** begin Supplied material **

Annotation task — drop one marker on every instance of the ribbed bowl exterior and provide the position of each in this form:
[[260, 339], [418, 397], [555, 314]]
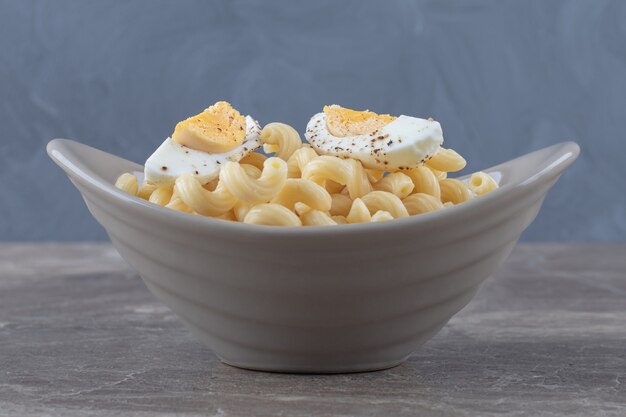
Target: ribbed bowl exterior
[[327, 310], [320, 303]]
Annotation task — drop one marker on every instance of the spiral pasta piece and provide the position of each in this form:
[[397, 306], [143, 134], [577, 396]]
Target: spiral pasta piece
[[299, 159], [255, 159], [340, 219], [146, 190], [254, 190], [161, 196], [481, 183], [447, 160], [303, 191], [381, 216], [348, 172], [396, 183], [359, 213], [280, 138], [419, 203], [229, 215], [383, 200], [202, 201], [425, 181], [340, 205], [240, 209], [454, 191], [176, 203], [441, 175], [270, 214], [374, 175], [127, 182], [334, 187], [317, 218]]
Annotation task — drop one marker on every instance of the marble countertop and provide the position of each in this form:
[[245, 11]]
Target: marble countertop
[[81, 336]]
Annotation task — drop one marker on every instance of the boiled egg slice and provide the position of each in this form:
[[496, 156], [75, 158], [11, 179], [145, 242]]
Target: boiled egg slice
[[200, 145], [379, 141]]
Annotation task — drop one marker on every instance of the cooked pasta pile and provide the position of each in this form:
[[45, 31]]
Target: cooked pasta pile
[[298, 187]]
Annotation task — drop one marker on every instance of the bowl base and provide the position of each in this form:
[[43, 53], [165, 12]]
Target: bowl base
[[349, 369]]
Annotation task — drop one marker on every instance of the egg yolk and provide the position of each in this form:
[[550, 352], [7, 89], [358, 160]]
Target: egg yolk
[[342, 122], [218, 129]]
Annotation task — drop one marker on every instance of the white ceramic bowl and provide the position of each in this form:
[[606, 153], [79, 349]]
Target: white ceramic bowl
[[319, 299]]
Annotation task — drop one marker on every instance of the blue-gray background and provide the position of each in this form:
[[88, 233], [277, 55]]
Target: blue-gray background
[[502, 77]]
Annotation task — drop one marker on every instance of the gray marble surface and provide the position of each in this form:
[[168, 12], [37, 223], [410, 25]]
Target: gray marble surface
[[81, 336]]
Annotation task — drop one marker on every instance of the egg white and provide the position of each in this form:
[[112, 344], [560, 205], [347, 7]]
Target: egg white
[[172, 159], [403, 143]]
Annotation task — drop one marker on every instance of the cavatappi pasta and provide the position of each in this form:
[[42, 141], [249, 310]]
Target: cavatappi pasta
[[298, 187]]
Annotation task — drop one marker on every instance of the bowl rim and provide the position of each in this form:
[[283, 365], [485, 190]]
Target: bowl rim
[[559, 157]]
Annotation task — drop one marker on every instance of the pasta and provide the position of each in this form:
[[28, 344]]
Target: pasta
[[446, 160], [383, 200], [298, 187], [303, 191], [340, 219], [374, 175], [419, 203], [254, 190], [396, 183], [348, 172], [454, 191], [272, 215], [317, 218], [146, 190], [359, 213], [481, 183], [280, 138], [201, 200], [425, 181], [381, 216], [161, 196], [128, 183], [298, 160], [255, 159], [340, 205]]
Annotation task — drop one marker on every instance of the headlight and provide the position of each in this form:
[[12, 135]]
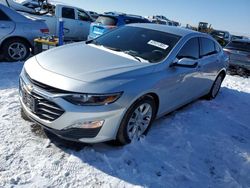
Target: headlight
[[92, 100]]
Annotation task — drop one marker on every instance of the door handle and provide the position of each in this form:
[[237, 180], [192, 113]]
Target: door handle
[[4, 27]]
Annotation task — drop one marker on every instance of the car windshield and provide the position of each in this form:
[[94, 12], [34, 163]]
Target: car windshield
[[141, 43], [241, 46], [106, 20]]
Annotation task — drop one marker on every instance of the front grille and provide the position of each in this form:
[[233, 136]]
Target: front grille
[[45, 109]]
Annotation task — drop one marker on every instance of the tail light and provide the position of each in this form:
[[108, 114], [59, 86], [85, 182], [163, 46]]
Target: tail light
[[45, 31]]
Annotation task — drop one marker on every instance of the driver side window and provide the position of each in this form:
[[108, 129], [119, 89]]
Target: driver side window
[[190, 49], [82, 16]]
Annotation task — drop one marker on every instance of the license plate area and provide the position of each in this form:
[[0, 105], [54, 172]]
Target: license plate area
[[29, 101]]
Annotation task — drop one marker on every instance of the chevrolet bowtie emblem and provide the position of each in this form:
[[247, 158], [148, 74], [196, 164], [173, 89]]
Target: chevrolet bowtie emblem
[[29, 88]]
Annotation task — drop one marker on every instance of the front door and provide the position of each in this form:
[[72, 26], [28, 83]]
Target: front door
[[181, 84], [7, 26]]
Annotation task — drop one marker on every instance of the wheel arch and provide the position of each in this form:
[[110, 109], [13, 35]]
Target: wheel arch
[[222, 71], [16, 37]]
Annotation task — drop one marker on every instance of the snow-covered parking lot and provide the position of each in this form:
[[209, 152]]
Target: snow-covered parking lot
[[205, 144]]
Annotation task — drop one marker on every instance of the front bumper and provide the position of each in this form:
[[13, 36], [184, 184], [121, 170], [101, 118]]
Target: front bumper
[[111, 115]]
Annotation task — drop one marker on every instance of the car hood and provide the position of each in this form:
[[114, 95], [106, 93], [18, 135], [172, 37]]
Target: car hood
[[87, 63]]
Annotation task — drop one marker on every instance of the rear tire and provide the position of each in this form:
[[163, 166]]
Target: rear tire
[[216, 87], [137, 120], [16, 50]]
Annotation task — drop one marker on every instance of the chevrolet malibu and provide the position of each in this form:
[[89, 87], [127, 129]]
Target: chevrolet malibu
[[113, 87]]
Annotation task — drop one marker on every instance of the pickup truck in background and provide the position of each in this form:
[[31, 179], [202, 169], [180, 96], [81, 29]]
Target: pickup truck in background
[[17, 34], [76, 21]]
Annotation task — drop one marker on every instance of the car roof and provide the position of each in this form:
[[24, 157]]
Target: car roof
[[168, 29], [14, 15], [220, 31], [241, 40]]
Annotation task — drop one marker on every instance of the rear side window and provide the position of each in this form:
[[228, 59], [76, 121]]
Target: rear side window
[[207, 47], [217, 48], [3, 16], [82, 15], [190, 49], [68, 13], [237, 45], [106, 20]]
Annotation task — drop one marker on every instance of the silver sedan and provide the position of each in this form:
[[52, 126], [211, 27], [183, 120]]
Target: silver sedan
[[113, 87]]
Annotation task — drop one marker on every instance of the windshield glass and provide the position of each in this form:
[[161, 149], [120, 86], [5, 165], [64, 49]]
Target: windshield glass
[[241, 46], [150, 45], [106, 20]]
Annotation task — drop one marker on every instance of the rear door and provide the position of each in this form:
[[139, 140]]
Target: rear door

** end Supplied material **

◆ Task statement ◆
Update everything from the start of the data down to the line containing "[[327, 310], [320, 303]]" by replacing "ribbed" with "fluted", keeping all other text unchanged. Leave the pictures out of your answer.

◆ Output of the task ◆
Annotation task — drop one marker on every instance of the fluted bowl exterior and provide the position of each in this form:
[[260, 339], [418, 397], [555, 314]]
Target: fluted bowl exterior
[[327, 310], [320, 303]]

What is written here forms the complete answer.